-- begin --
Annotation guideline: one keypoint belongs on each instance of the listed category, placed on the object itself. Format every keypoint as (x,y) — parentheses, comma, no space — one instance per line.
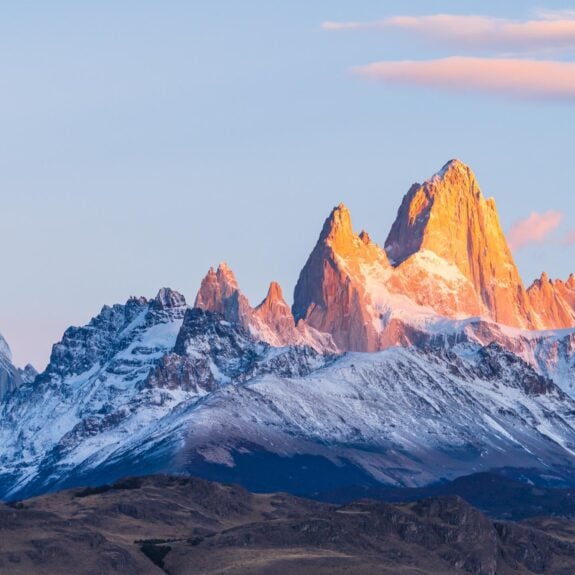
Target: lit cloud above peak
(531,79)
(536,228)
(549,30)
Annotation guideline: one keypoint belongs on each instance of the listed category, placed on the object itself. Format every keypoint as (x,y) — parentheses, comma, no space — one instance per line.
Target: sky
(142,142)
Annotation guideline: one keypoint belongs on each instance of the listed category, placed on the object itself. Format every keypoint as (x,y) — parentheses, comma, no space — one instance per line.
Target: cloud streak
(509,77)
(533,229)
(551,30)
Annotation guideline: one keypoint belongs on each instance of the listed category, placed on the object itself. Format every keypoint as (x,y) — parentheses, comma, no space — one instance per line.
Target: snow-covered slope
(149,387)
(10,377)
-- end --
-- begin --
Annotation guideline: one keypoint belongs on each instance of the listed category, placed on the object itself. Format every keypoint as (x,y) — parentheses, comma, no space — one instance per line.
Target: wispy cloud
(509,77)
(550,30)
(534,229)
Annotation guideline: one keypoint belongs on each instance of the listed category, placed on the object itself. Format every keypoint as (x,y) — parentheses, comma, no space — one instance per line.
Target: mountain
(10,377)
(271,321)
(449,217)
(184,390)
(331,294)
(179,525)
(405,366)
-- end --
-- begin --
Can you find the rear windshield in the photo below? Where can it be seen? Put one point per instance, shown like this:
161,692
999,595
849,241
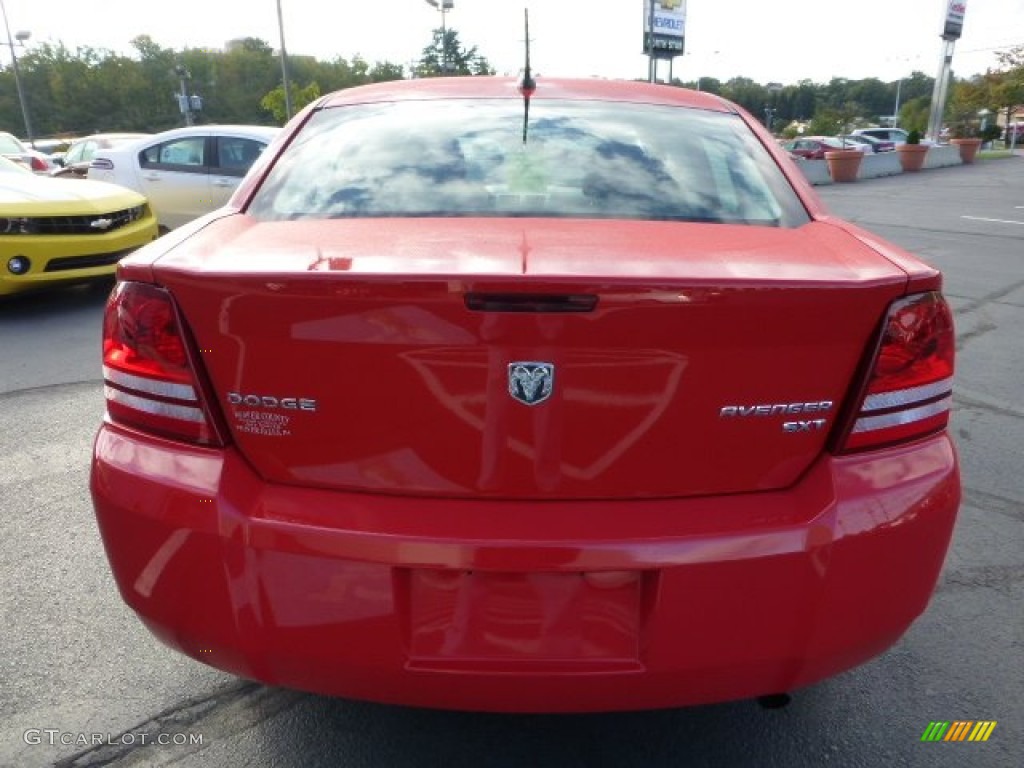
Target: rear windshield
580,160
-- end --
◆ TASK TO CARRY OUT: How many lines in the records above contain the string "Target"? Give only the number.

◆ ANSWER TO THE EXERCISE: 7